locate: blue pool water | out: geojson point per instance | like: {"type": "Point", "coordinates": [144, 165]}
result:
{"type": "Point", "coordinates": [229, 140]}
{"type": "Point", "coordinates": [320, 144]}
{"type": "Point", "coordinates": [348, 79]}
________________________________________
Copy the records above line for line, changing nothing.

# Task answer
locate: blue pool water | out: geojson point per instance | like: {"type": "Point", "coordinates": [144, 165]}
result:
{"type": "Point", "coordinates": [229, 140]}
{"type": "Point", "coordinates": [320, 144]}
{"type": "Point", "coordinates": [348, 79]}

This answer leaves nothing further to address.